Instructions to follow:
When a record contains an image, skip the image and retype the rest of that record exactly.
*** Input material Section Begins ***
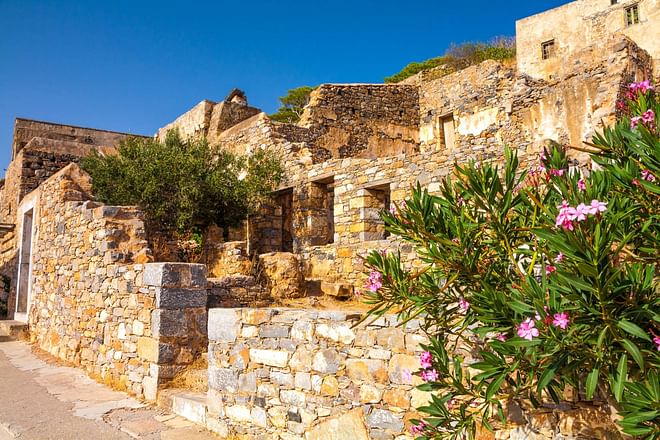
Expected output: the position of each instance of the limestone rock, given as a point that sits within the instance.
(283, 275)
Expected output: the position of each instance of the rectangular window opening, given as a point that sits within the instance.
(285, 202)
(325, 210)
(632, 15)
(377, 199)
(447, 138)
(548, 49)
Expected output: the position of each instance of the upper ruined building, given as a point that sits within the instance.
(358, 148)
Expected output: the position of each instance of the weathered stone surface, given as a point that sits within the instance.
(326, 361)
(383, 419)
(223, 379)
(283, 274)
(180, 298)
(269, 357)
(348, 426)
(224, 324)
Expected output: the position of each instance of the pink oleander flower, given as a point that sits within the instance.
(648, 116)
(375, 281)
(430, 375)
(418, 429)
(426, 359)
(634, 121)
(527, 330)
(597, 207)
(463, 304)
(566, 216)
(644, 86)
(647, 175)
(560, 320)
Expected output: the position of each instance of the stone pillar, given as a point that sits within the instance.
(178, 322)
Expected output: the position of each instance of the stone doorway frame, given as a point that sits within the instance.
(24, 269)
*** Input material Section Ends ***
Exercise answer:
Expected output: the position of each instance of the limestone rock, given as a point that sits within the instance.
(283, 275)
Expected output: the position of each instance of the rectangular window opening, given as a point that sits within the instance.
(285, 202)
(325, 210)
(632, 15)
(377, 199)
(447, 138)
(548, 49)
Expected output: the position of each instance of the upper ruined building, given as a point that sits within the instance.
(358, 148)
Expected output: the position of each instance of the weathered stone surface, given as a point that sits within the instance.
(326, 361)
(383, 419)
(223, 379)
(283, 274)
(180, 298)
(269, 357)
(348, 426)
(224, 324)
Expected output: the position of each instance of the pink oleander flower, given as a point that sits within the instance.
(648, 116)
(375, 281)
(430, 375)
(418, 429)
(426, 359)
(634, 121)
(527, 330)
(597, 207)
(463, 304)
(566, 216)
(644, 86)
(647, 175)
(560, 320)
Expected output: the position of each instance of the stone pillar, given as a point that sits within the instance.
(178, 322)
Expected output: the position of each instance of the stone doorway frame, given as a point that sits within the instance.
(24, 269)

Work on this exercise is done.